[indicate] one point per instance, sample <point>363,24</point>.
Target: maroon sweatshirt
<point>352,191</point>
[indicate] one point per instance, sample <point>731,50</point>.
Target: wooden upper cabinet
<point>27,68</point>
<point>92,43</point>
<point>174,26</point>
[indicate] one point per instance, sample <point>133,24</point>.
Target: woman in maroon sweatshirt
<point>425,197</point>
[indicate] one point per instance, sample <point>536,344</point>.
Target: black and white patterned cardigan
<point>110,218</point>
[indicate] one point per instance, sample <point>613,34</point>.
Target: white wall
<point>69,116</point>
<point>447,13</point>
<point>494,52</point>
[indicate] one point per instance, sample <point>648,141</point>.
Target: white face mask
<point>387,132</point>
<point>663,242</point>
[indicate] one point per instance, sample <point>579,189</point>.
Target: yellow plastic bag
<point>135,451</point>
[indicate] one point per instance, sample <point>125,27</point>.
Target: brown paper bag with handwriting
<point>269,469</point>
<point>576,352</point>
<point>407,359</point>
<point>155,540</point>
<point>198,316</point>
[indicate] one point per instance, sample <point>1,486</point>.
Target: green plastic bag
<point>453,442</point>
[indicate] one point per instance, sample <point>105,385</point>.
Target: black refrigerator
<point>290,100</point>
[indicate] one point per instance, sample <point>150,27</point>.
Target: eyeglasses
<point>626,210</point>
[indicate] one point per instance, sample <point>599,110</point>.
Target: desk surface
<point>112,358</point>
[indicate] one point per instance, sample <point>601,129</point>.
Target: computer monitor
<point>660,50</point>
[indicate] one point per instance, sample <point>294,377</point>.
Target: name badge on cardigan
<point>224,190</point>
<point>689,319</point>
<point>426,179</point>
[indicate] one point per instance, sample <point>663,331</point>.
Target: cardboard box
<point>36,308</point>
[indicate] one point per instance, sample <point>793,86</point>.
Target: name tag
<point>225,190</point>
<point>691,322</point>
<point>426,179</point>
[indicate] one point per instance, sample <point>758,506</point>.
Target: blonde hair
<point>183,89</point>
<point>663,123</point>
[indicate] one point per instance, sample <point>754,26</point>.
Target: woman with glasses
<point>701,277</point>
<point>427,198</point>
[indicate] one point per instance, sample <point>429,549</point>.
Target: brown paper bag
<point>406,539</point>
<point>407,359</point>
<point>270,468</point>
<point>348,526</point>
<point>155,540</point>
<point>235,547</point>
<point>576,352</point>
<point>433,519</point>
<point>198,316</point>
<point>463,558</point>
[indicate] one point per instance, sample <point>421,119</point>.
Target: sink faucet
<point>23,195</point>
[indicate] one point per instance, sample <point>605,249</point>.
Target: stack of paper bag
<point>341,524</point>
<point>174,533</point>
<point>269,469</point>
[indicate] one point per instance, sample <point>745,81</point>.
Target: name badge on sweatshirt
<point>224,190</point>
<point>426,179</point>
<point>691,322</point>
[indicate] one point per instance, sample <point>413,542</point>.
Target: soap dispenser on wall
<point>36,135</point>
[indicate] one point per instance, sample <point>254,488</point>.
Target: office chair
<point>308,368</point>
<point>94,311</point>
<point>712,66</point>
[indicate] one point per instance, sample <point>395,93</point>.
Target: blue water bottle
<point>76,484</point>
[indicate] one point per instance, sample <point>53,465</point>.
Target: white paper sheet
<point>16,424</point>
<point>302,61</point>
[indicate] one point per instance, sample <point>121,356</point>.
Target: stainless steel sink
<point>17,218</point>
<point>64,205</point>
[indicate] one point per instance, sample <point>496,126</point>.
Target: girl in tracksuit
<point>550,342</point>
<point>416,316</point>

...

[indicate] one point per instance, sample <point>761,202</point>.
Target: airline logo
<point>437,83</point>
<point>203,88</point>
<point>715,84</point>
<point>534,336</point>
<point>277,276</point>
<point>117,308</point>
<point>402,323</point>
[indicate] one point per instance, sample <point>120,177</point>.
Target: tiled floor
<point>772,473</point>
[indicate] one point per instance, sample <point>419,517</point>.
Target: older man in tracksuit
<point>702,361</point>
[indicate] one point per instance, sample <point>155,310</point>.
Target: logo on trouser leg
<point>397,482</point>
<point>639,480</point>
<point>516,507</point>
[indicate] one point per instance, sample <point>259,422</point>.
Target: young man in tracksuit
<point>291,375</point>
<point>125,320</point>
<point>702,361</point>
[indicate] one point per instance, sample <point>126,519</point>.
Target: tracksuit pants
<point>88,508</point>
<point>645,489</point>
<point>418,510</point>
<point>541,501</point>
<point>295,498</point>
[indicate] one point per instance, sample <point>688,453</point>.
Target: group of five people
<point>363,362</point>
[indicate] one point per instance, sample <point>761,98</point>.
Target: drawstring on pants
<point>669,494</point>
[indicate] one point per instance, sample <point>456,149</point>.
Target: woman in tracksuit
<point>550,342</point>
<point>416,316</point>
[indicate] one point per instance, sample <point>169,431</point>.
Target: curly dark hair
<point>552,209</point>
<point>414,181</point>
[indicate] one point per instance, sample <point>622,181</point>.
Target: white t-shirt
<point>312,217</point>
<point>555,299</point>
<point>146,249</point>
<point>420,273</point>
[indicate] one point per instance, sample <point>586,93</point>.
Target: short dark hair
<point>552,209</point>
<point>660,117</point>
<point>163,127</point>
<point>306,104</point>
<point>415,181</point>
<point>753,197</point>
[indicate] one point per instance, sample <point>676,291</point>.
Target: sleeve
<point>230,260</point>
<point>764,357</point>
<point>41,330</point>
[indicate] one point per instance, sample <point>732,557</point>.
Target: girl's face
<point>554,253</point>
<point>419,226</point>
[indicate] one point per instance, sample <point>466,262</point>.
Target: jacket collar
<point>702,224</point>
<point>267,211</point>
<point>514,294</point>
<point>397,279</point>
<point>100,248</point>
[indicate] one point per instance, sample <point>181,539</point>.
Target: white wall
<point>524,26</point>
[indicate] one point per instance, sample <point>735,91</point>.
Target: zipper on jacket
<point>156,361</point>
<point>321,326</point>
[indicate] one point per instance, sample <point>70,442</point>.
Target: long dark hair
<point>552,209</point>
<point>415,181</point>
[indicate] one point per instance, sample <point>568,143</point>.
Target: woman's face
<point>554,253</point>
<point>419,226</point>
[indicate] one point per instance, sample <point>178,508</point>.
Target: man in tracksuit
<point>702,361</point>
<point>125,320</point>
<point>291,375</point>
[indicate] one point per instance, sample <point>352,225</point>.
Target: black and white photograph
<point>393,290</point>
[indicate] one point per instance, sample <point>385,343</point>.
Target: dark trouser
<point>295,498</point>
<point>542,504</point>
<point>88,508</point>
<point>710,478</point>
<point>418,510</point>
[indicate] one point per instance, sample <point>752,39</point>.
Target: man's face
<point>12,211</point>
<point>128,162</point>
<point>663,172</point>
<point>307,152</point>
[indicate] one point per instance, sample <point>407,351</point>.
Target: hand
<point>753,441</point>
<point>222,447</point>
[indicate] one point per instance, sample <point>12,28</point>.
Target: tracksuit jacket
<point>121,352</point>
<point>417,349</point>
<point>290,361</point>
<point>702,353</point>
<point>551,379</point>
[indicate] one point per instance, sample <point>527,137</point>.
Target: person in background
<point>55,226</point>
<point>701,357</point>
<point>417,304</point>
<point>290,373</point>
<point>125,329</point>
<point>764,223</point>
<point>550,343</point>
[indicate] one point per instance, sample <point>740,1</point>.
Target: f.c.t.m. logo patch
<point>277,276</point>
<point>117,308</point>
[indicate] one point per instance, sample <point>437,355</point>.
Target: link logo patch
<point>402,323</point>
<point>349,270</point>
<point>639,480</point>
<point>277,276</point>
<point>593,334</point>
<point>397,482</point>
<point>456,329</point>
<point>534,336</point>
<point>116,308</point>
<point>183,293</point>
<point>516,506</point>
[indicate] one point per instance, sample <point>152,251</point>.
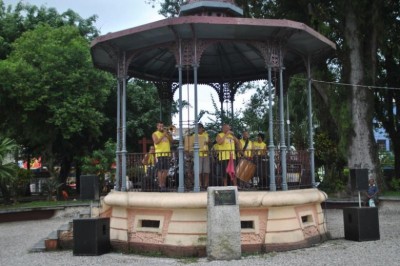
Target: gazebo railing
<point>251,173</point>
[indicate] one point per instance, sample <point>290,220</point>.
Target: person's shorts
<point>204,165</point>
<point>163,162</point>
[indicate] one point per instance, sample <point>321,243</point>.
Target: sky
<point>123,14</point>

### What the task asks
Using the entries above, give again exactly the lines from the line holding "Target: blonde hair" through the line holding "instance, sample <point>429,549</point>.". Include both end lines and nothing else.

### Exercise solution
Target: blonde hair
<point>183,89</point>
<point>663,123</point>
[indicate] one point per instance, sample <point>754,26</point>.
Target: woman with glasses
<point>701,277</point>
<point>427,198</point>
[indicate] one point per instance, sample <point>429,549</point>.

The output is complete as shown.